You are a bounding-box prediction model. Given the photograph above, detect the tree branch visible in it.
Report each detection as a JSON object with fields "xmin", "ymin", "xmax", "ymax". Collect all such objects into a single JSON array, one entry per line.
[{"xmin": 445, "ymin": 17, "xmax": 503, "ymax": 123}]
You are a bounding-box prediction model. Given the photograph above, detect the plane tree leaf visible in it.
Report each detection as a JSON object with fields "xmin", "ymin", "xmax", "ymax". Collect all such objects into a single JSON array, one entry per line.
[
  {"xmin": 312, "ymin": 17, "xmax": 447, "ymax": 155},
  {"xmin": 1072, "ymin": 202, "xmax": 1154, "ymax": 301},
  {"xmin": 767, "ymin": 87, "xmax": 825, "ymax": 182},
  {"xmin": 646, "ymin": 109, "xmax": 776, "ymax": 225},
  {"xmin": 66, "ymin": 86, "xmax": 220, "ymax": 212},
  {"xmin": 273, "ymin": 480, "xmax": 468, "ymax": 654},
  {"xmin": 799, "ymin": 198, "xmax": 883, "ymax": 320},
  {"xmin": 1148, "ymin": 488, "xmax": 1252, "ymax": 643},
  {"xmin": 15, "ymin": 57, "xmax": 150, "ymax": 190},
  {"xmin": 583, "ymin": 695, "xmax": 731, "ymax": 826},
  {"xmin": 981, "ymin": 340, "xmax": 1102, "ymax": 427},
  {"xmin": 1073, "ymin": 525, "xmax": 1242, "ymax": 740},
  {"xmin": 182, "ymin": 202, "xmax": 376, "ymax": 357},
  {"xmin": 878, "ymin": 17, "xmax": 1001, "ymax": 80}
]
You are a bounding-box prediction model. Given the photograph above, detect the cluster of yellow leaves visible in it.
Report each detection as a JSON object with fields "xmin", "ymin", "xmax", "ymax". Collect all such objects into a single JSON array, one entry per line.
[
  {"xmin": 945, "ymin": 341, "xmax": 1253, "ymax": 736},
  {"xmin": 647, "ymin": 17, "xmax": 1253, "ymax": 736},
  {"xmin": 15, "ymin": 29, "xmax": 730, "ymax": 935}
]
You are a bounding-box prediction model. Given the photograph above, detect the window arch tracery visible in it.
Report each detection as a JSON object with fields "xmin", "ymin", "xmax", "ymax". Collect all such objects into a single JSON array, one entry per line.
_ _ _ _ _
# WORK REQUIRED
Put the listing, from the line containing "leaves visible in it." through the end, into a numbered list, one entry per line and with no blank lines.

# THE REPLY
1. You are a bounding-box prediction model. Given the photograph above, detect the cluster of yellow leaves visible in it.
2. Report each detection as a JSON object with fields "xmin", "ymin", "xmax", "ymax". Collect all such objects into a single JSON array, one entry per line.
3. [
4.   {"xmin": 945, "ymin": 341, "xmax": 1253, "ymax": 736},
5.   {"xmin": 647, "ymin": 17, "xmax": 1253, "ymax": 736},
6.   {"xmin": 15, "ymin": 29, "xmax": 730, "ymax": 935}
7. ]
8. You are a bounding-box prediction model. Given the photograph above, detect the window arch tracery visible in it.
9. Report each detection as a JSON object with fields "xmin", "ymin", "xmax", "ymax". Collect all such objects into a single JSON array, one entry per line.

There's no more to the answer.